# Required work:
If a line in the entries contains the word "Return", list it.

-------- Data provided --------

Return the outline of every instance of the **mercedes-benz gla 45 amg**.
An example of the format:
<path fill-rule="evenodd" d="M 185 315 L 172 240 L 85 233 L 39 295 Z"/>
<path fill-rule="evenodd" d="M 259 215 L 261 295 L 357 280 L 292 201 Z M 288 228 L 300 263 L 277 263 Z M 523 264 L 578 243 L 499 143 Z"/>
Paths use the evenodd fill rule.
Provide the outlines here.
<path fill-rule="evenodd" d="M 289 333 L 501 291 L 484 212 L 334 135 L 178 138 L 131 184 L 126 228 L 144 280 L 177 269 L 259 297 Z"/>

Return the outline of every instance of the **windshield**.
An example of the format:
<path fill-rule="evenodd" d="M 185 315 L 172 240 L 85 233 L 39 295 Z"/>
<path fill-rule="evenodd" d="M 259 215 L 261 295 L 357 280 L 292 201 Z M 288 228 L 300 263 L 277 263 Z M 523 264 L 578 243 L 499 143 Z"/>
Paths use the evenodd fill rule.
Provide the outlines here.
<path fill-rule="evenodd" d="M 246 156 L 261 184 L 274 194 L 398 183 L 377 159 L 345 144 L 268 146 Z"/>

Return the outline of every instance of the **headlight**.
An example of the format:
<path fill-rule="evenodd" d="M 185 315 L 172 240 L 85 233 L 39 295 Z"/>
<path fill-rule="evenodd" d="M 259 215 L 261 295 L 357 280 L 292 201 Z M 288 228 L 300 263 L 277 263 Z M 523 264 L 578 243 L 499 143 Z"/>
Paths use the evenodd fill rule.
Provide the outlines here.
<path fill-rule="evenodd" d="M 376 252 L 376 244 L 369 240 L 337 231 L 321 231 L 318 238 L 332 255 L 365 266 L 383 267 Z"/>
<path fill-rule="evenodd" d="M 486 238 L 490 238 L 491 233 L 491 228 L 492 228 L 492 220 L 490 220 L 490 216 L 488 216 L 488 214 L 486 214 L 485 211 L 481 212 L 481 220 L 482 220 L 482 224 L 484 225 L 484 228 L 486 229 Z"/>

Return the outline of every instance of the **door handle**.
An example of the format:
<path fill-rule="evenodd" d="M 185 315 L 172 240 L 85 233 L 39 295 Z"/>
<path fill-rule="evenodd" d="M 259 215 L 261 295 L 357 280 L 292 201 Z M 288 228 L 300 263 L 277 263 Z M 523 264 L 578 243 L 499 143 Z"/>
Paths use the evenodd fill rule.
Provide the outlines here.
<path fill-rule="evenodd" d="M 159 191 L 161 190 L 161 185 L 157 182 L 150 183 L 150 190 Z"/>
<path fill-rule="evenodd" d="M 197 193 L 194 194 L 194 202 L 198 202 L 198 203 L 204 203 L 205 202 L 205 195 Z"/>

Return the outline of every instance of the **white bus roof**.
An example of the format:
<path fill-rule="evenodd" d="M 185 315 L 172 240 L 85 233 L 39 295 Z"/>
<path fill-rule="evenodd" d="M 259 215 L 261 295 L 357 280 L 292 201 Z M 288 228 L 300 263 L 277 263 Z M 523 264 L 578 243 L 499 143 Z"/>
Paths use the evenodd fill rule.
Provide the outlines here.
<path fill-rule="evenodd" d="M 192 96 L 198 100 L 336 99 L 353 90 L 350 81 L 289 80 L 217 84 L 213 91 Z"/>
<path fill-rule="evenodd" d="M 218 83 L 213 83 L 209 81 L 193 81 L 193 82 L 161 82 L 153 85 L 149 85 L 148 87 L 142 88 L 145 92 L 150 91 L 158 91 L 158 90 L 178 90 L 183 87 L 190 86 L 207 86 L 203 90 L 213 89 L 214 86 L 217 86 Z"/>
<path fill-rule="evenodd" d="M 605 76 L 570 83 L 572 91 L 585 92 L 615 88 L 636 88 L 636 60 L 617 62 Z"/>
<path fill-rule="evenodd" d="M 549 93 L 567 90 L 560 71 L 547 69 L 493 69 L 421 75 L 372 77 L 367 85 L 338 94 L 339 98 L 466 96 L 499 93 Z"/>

--------

# The completed task:
Return the outline of every instance of the **mercedes-benz gla 45 amg**.
Return the outline of every instance of the **windshield**.
Return the outline of every instance of the **headlight**.
Return the outline of every instance of the **door handle**.
Return the outline of every instance of the **white bus roof**.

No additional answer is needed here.